> Task description:
With the line containing "Target = green foliage" as the start and the line containing "Target = large black tire" as the end, transcribe that span of the entries below exactly, including both.

####################

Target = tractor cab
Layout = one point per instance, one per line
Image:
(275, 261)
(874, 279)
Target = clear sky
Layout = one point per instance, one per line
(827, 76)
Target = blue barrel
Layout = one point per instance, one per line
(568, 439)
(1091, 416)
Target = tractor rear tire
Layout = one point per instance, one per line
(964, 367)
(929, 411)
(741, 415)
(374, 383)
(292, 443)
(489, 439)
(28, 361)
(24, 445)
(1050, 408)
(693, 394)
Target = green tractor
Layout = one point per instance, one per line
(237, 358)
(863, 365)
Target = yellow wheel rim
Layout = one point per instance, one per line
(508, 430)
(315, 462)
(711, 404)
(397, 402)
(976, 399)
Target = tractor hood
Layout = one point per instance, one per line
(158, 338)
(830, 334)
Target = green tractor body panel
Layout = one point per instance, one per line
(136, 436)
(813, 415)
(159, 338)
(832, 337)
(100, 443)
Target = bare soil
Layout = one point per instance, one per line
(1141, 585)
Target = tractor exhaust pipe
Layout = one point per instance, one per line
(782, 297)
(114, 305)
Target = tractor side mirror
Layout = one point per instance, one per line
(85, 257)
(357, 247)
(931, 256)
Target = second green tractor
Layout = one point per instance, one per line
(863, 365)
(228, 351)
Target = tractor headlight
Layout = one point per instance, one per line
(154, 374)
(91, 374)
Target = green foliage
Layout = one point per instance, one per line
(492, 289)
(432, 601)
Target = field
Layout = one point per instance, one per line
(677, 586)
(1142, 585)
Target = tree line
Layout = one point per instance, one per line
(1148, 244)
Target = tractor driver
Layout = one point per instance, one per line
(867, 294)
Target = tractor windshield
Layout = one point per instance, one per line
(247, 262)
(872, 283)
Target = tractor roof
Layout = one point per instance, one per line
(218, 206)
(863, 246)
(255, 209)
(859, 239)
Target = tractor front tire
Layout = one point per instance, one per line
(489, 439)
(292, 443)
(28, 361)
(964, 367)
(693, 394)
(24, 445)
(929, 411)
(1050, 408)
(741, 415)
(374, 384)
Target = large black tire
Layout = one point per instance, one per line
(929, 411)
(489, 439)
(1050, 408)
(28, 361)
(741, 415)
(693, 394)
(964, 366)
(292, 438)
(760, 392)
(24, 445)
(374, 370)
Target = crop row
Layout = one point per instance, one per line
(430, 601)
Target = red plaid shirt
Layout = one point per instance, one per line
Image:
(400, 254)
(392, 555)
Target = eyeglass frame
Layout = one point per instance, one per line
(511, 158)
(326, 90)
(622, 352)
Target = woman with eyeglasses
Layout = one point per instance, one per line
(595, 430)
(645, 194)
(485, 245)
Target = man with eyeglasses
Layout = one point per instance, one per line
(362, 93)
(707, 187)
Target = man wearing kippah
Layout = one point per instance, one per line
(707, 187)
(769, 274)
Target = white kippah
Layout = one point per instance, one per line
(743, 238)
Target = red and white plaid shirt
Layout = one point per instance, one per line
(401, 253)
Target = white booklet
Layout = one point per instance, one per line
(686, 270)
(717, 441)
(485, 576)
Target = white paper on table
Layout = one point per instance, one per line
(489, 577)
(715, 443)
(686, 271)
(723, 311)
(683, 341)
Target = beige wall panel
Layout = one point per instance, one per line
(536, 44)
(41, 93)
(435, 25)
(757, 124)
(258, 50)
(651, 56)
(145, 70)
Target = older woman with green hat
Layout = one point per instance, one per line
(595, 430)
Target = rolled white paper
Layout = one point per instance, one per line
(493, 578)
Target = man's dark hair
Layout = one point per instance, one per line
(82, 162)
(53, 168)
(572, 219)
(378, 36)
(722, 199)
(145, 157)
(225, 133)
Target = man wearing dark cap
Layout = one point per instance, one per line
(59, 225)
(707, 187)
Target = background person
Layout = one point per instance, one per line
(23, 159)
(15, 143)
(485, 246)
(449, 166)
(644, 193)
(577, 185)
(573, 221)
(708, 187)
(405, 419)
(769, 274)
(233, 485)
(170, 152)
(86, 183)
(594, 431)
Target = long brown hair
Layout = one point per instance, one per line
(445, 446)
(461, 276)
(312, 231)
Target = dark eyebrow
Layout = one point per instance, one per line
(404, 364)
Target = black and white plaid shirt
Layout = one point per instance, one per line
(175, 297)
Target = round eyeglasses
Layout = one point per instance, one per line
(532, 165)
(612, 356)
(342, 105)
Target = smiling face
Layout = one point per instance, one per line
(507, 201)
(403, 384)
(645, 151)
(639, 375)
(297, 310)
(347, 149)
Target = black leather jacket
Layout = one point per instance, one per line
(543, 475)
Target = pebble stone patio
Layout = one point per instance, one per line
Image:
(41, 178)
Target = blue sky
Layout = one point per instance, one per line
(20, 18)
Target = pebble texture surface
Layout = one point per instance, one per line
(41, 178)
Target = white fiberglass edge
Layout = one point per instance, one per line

####################

> Answer for the task:
Target = green foliage
Layout = one point per instance, one per line
(492, 289)
(432, 601)
Target = field
Layout = one point per instance, one per line
(677, 586)
(1142, 585)
Target = tree line
Layout = one point per instance, one per line
(1148, 244)
Target = tractor driver
Layout = one point per instance, one per line
(867, 294)
Target = tractor windshield
Layout = one point per instance, one per line
(247, 262)
(872, 283)
Target = tractor roof
Layout = one point per instance, one per line
(218, 206)
(863, 246)
(255, 209)
(859, 239)
Target = tractor front tire
Layout = one point per instance, one per line
(489, 439)
(292, 443)
(28, 361)
(964, 367)
(693, 394)
(24, 445)
(929, 411)
(1050, 408)
(741, 415)
(374, 384)
Target = large black tire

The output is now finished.